• PAGE EXTRACT:
<<<<
The trick to making it all seem worthwhile is to declare victory early and often. Fitting the gear and the dogs in the car, we win. Arriving at the parking lot with a car free of dog puke, we win. Getting the sled assembled without any missing parts, we win. There is an art to winning the climbing game. There is a very similar art to losing it, too. You want to have a good look before you back off, and know just what you are looking for. You want to know just how thin the ice can be before you won’t risk it. You want to know just how late it can be before you need to turn around. You also want to be able to look for reasons to ignore your metrics. You want to be able to see that the weather man was wrong about the high pressure system or listen to last night’s burrito festering in your guts right at the start of the route.
>>>>
• REQUIREMENT:
In the climbing passage, what makes it all seem worthwhile? Rely only on the climbing passage above.

• EXTRACTED ENTRIES:
<<<<
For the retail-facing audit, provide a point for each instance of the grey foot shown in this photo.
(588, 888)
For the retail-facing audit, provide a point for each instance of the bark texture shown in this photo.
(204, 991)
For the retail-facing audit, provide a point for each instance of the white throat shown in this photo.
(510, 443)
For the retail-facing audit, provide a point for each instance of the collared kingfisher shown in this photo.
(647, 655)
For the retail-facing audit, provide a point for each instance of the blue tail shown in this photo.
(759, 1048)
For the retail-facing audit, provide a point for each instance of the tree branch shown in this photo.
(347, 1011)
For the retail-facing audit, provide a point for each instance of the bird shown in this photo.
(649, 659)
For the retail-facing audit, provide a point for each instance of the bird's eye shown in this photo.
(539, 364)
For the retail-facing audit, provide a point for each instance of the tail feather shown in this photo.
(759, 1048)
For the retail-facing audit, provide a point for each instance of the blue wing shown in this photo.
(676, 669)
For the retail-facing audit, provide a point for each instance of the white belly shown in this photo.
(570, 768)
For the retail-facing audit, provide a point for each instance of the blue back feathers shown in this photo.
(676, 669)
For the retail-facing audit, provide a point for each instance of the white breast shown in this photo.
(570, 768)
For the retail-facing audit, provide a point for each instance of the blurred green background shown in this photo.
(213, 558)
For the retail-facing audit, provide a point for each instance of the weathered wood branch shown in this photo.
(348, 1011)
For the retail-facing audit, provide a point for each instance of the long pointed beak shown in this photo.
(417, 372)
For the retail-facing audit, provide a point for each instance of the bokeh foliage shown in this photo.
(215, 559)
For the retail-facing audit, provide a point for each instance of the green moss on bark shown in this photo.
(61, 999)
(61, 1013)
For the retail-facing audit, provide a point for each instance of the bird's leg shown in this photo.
>>>>
• WORKED SOLUTION:
Declaring victory early and often.